**DESCRIPTION OF THE TASK**. An exact copy of every entry is needed, without the pictures.

**DATA FOR THIS TASK**.
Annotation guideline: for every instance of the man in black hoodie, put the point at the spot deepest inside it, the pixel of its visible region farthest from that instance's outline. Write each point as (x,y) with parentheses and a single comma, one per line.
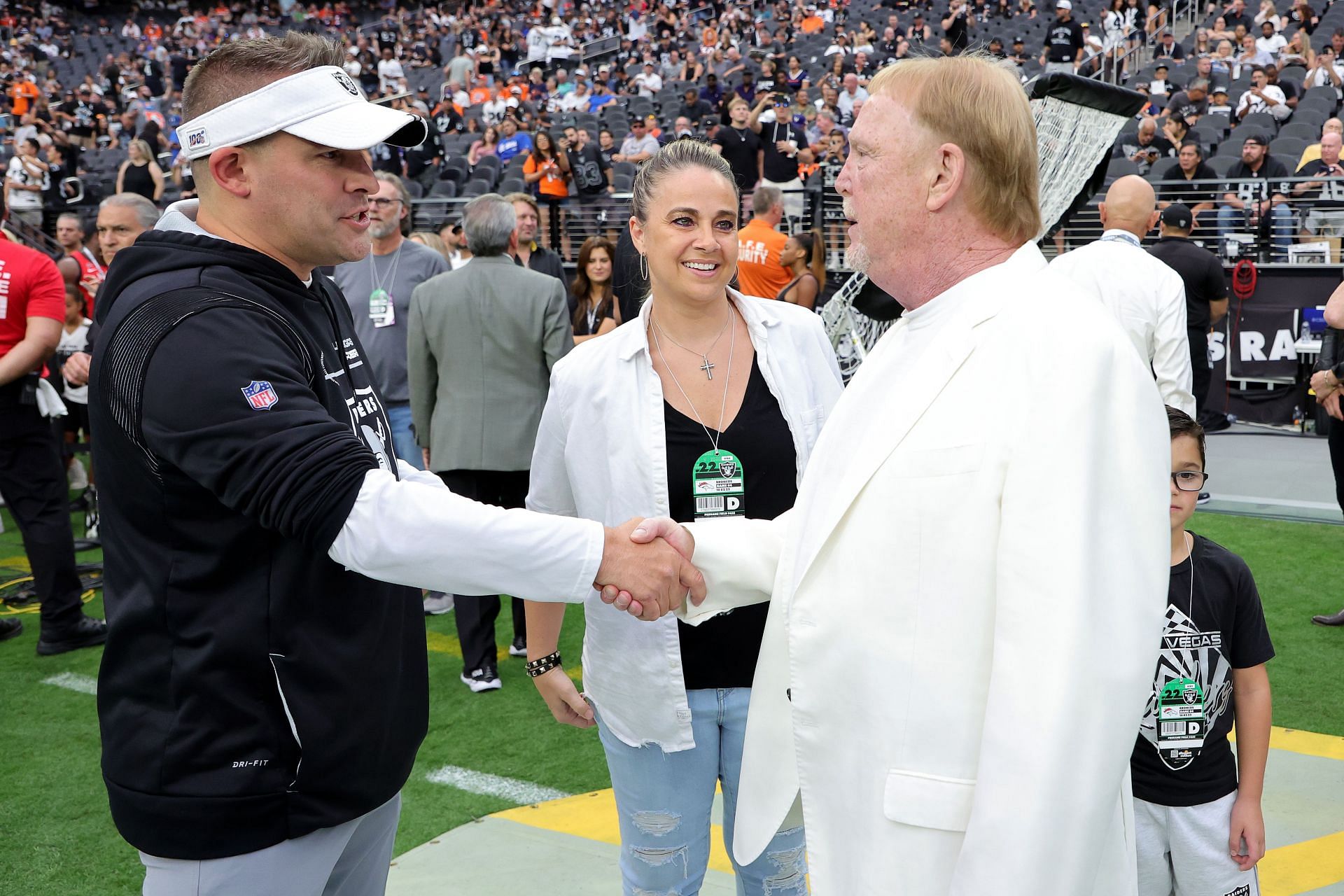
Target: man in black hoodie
(264,688)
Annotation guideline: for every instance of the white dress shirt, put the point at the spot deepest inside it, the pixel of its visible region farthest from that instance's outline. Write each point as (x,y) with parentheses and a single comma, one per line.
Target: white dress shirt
(1148,298)
(601,453)
(1250,104)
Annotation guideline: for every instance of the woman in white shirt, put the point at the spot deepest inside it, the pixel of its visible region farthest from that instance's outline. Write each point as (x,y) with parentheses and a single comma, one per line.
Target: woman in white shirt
(708,405)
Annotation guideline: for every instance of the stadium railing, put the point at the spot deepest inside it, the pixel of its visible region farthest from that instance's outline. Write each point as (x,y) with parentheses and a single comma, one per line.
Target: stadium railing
(1276,241)
(1238,239)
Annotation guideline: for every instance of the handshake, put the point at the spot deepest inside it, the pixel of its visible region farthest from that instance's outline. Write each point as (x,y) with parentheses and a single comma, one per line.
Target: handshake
(647,568)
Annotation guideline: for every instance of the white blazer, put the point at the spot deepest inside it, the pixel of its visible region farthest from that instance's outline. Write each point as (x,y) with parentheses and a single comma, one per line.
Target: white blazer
(601,453)
(968,601)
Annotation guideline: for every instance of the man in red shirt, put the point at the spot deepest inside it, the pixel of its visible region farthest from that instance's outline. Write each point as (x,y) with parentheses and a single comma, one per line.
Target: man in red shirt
(33,480)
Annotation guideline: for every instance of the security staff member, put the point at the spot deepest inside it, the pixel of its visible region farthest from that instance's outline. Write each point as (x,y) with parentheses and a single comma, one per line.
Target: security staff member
(33,479)
(1206,289)
(264,690)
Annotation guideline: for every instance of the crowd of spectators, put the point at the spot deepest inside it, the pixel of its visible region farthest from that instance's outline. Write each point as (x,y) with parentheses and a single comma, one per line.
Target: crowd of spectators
(566,99)
(1241,127)
(94,94)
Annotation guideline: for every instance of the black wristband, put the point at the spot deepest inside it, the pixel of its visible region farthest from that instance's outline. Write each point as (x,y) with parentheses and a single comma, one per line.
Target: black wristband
(543,665)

**REPLY**.
Annotation guideline: for every instance of the man in black hoodie, put the point at the spot deepest inside it, the pixel of its visible region farthest from that instance's outline. Write each point as (x,y) with parentheses and a single comma, one per line.
Target: man in black hoodie
(264,688)
Annotation guideline: for every instance of the white dress shirt, put the point at the spot deepest inside it, the pixel of its visible region farthest from that instance's outline. Write each point as (x,y) with parentheses and a single comma, one per line.
Target: white dress shirt
(1148,298)
(601,453)
(1250,104)
Annotation guideline: for every instance of the woman in white shirt, put the point at the spot deepest inside it, the pixel of its visible region farthest from that instance's outline. Write each point as (x,y) with parentheses and a single comma, one per line.
Target: woman in white shirt
(708,405)
Annotation guideline: for every instance of the stadium railing, put the point at the spot deepest inside it, the pixel of its visible region farthest from that instance's outline. Write each point as (x,y) with parentheses and a single comma, one per line.
Target: stadium railing
(1276,241)
(1238,239)
Annotation guideline: for every instance of the handshake, put the point at the spot deepest inside it, the pixel of its visible region farthest from that instance's outline. Write each point as (x,y) with parentheses and a single comma, one per line.
Target: handshake
(647,568)
Annotation guideline: for every instance of the white blazer, put the point at the spot deepest inside it, the pixel of its visible region farthest from that instance's outline. Write each point as (x,y) with parentheses and a single comma, one per line.
Target: white blazer
(601,453)
(968,601)
Annotation guideline: for every instance of the man in red shirt, put the point at the spot deepest inside it, the pixel of its visible region farthest from that instance's outline. Write each point as (x,y) with parentheses and a single comma, one per line.
Target: man in red shirt
(33,480)
Annotation guideline: for every instance of the security staff member, put the point at the spot deepest inside it, the pixel of its visible region farthest from that instance's outline. Write each point as (x,y) with parentheses and a single comma, one per line.
Target: security staff member
(33,479)
(1206,289)
(264,690)
Annotation guideline: for every instance of the crowd of spectators, put the point at the spot deepest inside it, the pixel of its visible region farthest from that instance's outline. Write each point as (x,y) with parentheses and a single comma, one per line.
Target: crowd of spectators
(566,99)
(1241,127)
(94,94)
Annotation guideline: for every instance of the black wristband, put the point at the spot deepest inside it, the pixel of its visible region farthest from that instance's outline. Write each point as (x,y) with parentheses and a single comma, one per line.
Target: black wristband
(543,665)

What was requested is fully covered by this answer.